(Records excerpted from a collection)
------------------------------------
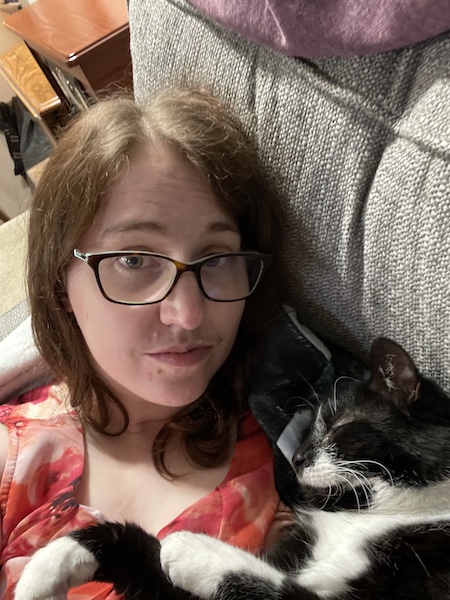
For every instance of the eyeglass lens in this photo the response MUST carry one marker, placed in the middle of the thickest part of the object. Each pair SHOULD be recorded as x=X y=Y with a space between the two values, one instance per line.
x=138 y=278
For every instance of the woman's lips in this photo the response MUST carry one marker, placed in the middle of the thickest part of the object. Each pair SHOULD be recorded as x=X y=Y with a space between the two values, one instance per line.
x=185 y=358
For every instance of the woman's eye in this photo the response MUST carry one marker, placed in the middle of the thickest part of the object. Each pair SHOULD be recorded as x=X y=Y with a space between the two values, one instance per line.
x=218 y=261
x=133 y=262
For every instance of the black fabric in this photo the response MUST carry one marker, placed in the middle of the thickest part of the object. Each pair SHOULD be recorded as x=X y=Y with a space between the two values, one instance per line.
x=9 y=125
x=27 y=142
x=290 y=374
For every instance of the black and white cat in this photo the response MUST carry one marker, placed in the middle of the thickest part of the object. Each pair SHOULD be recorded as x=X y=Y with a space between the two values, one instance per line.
x=373 y=513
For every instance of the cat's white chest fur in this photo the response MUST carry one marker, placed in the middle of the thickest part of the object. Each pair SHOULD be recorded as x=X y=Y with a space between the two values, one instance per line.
x=339 y=553
x=343 y=539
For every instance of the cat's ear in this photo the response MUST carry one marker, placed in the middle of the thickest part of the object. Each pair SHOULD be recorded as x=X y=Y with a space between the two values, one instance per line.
x=394 y=375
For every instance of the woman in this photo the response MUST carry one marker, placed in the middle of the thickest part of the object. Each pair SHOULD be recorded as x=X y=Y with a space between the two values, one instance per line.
x=153 y=267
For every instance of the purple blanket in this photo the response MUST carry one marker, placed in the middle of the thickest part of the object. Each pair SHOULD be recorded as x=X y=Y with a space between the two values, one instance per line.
x=313 y=28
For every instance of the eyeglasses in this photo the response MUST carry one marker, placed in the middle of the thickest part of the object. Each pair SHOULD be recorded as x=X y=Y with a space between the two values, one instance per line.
x=135 y=277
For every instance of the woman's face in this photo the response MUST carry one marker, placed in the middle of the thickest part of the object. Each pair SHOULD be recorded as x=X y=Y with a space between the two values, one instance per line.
x=158 y=357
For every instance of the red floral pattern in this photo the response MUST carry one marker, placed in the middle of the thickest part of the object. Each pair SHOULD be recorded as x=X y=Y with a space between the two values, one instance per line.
x=45 y=464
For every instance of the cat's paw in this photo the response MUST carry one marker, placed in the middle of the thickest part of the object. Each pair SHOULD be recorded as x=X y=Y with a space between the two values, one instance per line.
x=54 y=569
x=198 y=563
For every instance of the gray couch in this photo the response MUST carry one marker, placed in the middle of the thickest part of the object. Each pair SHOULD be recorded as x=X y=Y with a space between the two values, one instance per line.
x=359 y=152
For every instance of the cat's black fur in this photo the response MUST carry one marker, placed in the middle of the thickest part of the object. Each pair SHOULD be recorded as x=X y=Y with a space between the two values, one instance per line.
x=373 y=522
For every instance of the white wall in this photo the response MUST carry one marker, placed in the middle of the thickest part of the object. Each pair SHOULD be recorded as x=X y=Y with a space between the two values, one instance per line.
x=14 y=192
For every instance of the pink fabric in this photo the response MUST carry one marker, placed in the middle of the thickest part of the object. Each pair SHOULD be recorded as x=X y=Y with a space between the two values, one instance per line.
x=44 y=466
x=314 y=28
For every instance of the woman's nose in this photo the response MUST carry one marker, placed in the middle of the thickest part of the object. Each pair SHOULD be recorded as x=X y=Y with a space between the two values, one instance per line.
x=185 y=305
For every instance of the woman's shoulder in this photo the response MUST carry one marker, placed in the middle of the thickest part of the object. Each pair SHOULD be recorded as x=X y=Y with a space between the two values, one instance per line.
x=49 y=403
x=39 y=426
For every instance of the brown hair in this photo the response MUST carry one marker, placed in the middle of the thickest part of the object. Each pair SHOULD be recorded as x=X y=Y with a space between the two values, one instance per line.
x=89 y=157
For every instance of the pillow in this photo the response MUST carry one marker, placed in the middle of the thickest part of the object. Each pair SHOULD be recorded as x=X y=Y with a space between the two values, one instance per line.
x=330 y=28
x=358 y=151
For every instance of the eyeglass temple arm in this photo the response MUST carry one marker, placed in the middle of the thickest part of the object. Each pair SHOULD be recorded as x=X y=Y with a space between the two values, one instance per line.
x=78 y=254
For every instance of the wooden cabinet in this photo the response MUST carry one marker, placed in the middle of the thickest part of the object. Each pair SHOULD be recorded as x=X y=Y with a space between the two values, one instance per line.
x=82 y=45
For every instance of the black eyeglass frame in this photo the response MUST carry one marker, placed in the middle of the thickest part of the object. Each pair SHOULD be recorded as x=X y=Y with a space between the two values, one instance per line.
x=93 y=259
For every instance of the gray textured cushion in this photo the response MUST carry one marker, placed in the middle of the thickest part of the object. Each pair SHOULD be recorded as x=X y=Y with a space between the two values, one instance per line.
x=358 y=149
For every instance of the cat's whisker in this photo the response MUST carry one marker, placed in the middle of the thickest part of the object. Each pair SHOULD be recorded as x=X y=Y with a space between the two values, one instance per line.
x=365 y=485
x=362 y=463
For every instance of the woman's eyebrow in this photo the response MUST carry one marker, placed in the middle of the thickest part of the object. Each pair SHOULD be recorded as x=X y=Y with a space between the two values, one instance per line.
x=134 y=225
x=160 y=228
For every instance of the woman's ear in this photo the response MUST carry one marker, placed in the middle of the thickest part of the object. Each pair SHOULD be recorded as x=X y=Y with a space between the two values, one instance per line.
x=66 y=303
x=62 y=293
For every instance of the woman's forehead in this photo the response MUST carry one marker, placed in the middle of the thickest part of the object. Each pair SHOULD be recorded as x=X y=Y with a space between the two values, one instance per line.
x=161 y=194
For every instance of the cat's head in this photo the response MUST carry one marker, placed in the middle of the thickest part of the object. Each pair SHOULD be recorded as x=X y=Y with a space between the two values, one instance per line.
x=390 y=431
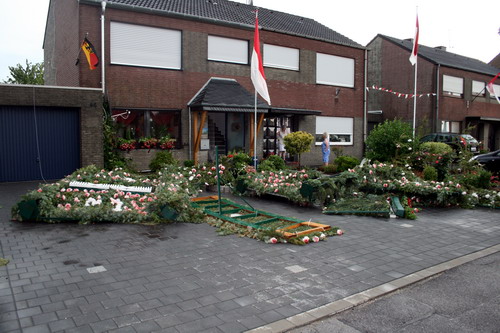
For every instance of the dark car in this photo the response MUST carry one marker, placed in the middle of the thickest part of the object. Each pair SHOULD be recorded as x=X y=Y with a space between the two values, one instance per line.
x=455 y=140
x=490 y=161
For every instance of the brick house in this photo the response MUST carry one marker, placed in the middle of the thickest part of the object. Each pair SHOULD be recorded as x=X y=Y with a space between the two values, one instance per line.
x=450 y=88
x=167 y=67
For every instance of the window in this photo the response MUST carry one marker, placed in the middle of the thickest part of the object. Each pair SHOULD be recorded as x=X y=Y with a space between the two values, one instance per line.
x=496 y=87
x=137 y=45
x=478 y=88
x=340 y=130
x=227 y=50
x=281 y=57
x=450 y=126
x=453 y=86
x=335 y=71
x=136 y=124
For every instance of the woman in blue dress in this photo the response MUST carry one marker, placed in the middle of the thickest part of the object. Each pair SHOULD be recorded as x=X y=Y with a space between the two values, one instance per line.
x=325 y=149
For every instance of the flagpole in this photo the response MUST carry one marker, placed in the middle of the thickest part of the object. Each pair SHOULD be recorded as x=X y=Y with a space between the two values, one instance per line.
x=255 y=133
x=415 y=98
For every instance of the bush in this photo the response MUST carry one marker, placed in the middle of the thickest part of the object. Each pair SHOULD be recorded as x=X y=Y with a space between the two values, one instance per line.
x=430 y=173
x=344 y=163
x=390 y=140
x=162 y=159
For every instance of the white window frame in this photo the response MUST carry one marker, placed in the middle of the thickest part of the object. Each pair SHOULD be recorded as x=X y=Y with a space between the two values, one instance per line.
x=334 y=70
x=453 y=86
x=478 y=88
x=226 y=49
x=144 y=46
x=281 y=57
x=334 y=126
x=450 y=126
x=496 y=87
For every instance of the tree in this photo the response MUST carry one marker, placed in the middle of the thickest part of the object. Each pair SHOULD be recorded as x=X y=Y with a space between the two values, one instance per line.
x=297 y=143
x=31 y=74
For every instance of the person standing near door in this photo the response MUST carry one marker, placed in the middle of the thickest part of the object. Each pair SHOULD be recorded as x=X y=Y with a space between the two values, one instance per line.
x=325 y=149
x=280 y=134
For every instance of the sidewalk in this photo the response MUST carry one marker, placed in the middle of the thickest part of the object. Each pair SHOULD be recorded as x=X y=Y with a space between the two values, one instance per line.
x=462 y=299
x=185 y=278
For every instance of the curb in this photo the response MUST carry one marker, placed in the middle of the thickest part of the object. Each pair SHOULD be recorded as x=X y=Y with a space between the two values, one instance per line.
x=349 y=302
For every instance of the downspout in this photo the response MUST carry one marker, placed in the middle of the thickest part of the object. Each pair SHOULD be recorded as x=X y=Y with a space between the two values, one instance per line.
x=103 y=58
x=365 y=126
x=437 y=127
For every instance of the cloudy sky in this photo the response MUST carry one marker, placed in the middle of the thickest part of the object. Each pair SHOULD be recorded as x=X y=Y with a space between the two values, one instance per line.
x=469 y=28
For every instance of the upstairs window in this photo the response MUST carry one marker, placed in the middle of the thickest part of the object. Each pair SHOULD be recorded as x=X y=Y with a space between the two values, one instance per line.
x=281 y=57
x=137 y=45
x=453 y=86
x=478 y=88
x=228 y=50
x=496 y=87
x=334 y=70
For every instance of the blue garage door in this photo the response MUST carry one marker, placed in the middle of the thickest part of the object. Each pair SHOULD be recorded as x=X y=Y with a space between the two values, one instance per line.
x=41 y=143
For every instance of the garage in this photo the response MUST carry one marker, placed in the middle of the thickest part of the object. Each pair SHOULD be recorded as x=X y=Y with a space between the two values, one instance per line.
x=38 y=143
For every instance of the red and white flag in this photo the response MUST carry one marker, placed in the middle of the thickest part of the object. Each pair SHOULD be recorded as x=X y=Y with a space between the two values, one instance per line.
x=414 y=52
x=257 y=69
x=491 y=89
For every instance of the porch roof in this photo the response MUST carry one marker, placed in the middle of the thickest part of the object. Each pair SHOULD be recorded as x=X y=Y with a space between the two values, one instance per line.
x=225 y=95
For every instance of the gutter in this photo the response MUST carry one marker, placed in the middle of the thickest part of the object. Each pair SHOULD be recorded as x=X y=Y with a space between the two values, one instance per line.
x=249 y=27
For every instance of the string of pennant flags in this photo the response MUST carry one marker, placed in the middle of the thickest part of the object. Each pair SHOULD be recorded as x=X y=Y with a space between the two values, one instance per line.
x=399 y=94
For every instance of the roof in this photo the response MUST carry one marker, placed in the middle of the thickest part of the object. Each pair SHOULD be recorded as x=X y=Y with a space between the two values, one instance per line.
x=225 y=95
x=234 y=13
x=445 y=58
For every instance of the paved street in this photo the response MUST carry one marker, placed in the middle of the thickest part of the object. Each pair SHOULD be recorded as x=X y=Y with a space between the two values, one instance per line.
x=462 y=299
x=185 y=278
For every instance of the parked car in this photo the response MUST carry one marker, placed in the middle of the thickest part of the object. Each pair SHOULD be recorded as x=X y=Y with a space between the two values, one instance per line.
x=490 y=161
x=457 y=141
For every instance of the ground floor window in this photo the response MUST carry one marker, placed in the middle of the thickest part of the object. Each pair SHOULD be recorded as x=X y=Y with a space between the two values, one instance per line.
x=133 y=124
x=271 y=125
x=339 y=129
x=450 y=126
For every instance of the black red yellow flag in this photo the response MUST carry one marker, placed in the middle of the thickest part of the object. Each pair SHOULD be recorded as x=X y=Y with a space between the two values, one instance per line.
x=90 y=53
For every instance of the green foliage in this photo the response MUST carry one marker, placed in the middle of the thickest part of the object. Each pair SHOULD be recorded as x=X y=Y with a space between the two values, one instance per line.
x=480 y=179
x=31 y=74
x=299 y=142
x=272 y=163
x=344 y=163
x=430 y=173
x=329 y=169
x=162 y=159
x=389 y=140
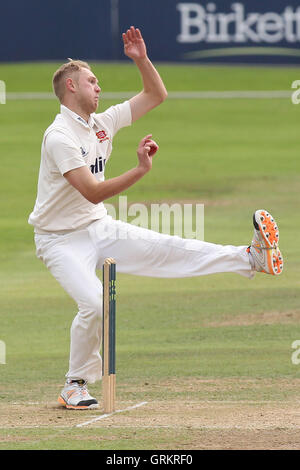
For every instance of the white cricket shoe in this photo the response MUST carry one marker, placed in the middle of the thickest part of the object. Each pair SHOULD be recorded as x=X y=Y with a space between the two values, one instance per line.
x=264 y=250
x=75 y=396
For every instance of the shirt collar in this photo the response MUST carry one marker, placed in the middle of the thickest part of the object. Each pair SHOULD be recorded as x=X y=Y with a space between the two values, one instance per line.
x=67 y=111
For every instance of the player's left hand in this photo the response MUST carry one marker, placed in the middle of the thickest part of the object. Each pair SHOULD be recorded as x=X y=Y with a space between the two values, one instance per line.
x=134 y=45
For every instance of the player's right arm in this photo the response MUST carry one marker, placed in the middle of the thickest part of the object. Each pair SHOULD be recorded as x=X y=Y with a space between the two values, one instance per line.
x=97 y=191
------------------------------------
> **Task**: Write out the entries word for word, from the line containing "For every instance of the ground" through the end of the entries, with both ends included. Leave out the pictures.

> **Output of the exercise**:
For every instance of the ground floor window in this photo the response MUST carry one marker, placed in the middle of the thickest part of the object. Each pair SHOULD be recorded as x=X y=Y with a space between the two values, one instance per line.
x=133 y=124
x=271 y=125
x=339 y=129
x=450 y=126
For every instance of the black red yellow flag in this photo the response MUST carry one marker, placed in the middle of the thickest part of the object. Each pair SHOULD be recorded as x=X y=Y with a space between the two values, one instance per line.
x=90 y=53
For every instance of the green foliage in this photo the response MUST carry one marker, placed in the middle of the thickest part of the object. Each pair SHOULD be recorded as x=X y=Y with a space between the two values, one instance per line.
x=480 y=179
x=31 y=74
x=299 y=142
x=272 y=163
x=344 y=163
x=430 y=173
x=329 y=169
x=162 y=159
x=389 y=140
For every instance of the white cricket shoe in this photo the response MUST carry one marker, placed in the middle of the thickest part of the object. Each pair SHOULD be recorded as x=X y=Y with a space between the two values, one instance per line.
x=264 y=250
x=75 y=396
For every instance of the shirt collar in this photo the response MUST carry one marker, placed in the middle of the thickest part of the object. Each pair SHOULD be recorded as x=X y=Y with a space between the two values, one instance per line.
x=67 y=111
For every instance of the player's left hand in this photo the response MUST carry one marker, placed in the middle of the thickest part of the object. Each pair SHOULD be recorded as x=X y=Y with a space between the two values, one instance per line.
x=134 y=45
For every instance of the player's right arm in this photo the response MUST carry one marker, placed in the middle of the thickest part of the object. Each pair SHOULD be recorded as x=X y=Y with a space between the two values, one instance per line.
x=97 y=191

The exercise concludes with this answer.